Copy out the stretch from the start of the items through the line containing "[484,354,679,399]", that line included, with the requests kept and every box coordinate in the answers scaled by 2.5 and rounded to a whole number, halves rounding up. Leave the pictures out.

Provided data -
- - - - - - -

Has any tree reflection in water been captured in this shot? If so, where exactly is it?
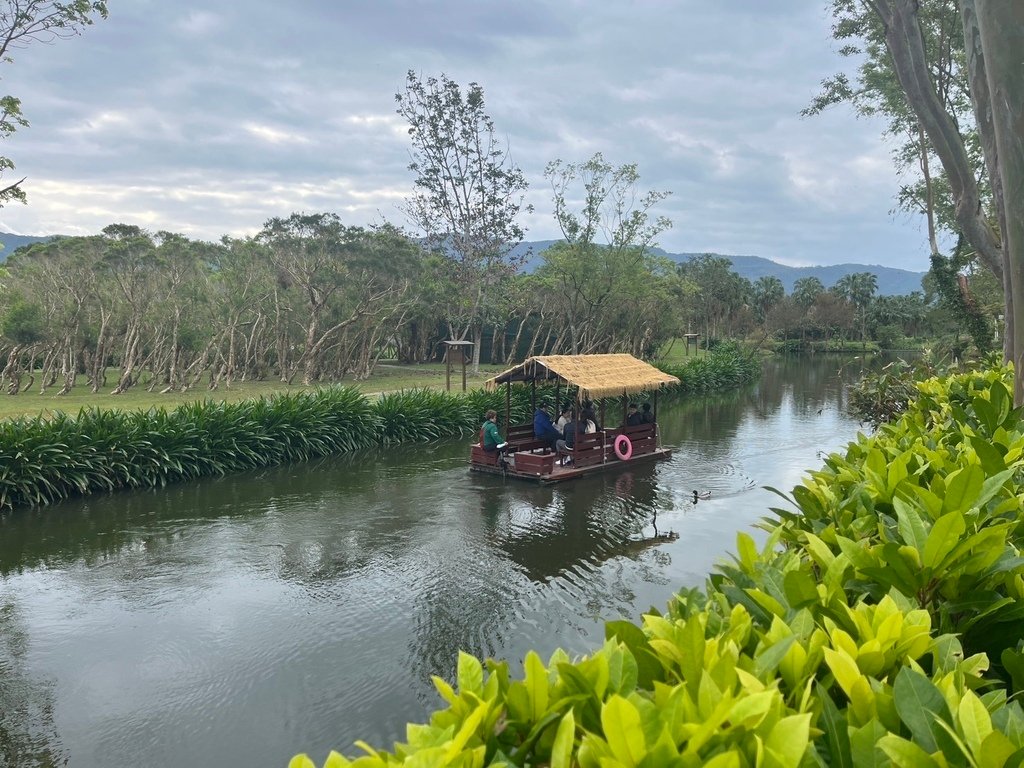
[0,599,68,768]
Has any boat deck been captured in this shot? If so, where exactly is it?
[469,424,672,484]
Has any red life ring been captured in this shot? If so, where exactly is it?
[612,434,633,462]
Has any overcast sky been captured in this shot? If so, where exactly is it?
[0,0,928,271]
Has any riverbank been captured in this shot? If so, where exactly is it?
[291,369,1024,768]
[0,345,759,511]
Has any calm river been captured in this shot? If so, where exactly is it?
[0,357,872,768]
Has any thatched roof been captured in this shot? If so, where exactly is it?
[484,354,679,399]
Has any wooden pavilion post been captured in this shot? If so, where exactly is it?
[505,381,512,439]
[654,389,662,447]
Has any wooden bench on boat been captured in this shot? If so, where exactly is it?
[470,354,679,482]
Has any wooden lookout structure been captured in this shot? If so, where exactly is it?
[441,339,473,392]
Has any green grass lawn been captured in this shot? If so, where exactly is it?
[0,362,505,418]
[653,339,708,366]
[0,339,707,419]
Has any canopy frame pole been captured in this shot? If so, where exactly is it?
[654,389,662,447]
[505,381,512,437]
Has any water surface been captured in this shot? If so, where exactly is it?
[0,357,872,768]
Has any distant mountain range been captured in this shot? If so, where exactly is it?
[0,232,925,296]
[0,232,52,264]
[515,240,927,296]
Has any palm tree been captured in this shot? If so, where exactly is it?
[833,272,879,341]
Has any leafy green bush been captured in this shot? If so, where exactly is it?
[291,369,1024,768]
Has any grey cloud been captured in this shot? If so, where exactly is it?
[0,0,927,269]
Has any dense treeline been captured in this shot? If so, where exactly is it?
[0,214,704,394]
[291,369,1024,768]
[0,345,760,511]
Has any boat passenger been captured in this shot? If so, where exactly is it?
[555,404,572,434]
[626,402,643,427]
[640,402,654,424]
[480,410,508,454]
[534,400,562,449]
[555,412,584,467]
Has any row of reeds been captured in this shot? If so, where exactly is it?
[658,341,761,394]
[0,350,761,510]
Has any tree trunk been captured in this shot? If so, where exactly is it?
[976,0,1024,406]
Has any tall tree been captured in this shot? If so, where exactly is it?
[0,0,106,206]
[793,275,825,312]
[815,0,1024,404]
[395,71,527,370]
[539,153,672,354]
[833,272,879,341]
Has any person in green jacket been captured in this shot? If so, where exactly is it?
[480,410,508,454]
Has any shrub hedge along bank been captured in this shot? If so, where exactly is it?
[291,370,1024,768]
[0,345,760,512]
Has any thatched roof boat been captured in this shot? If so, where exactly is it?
[470,354,679,483]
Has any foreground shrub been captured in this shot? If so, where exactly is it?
[291,369,1024,768]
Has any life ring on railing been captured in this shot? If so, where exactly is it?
[612,434,633,462]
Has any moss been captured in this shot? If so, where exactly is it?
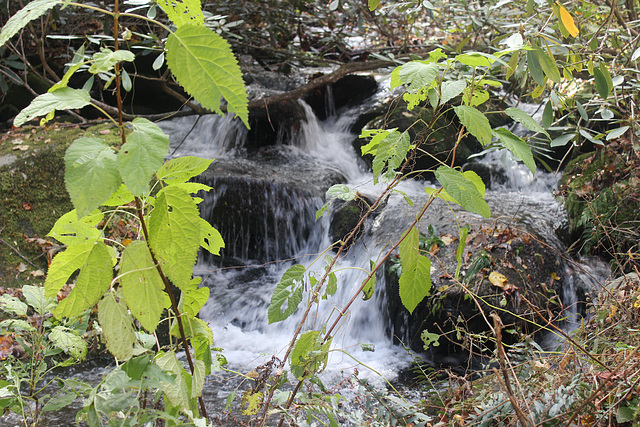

- - - - - - -

Written reply -
Has any tree reflection in water been captured in this shot? If so, where exactly is it?
[0,1498,170,1920]
Has any boat deck been captured in this shot? If so, where exactly is it?
[1173,1060,1680,1210]
Has any red life ring been captured in this shot? If so, where exactly is it?
[1530,1085,1583,1155]
Has any overcast sky been captured in this shot? If so, where exactly is it?
[0,0,2320,678]
Has any riverbank been captured in this shot? If so, where exactly is it?
[728,923,2560,1920]
[0,863,1898,1278]
Has any calm river been captured in this shot? If so, where exactly is it?
[0,893,2180,1920]
Has any thatched roof been captured in this shot? If so, where exactly is it?
[1210,885,1698,998]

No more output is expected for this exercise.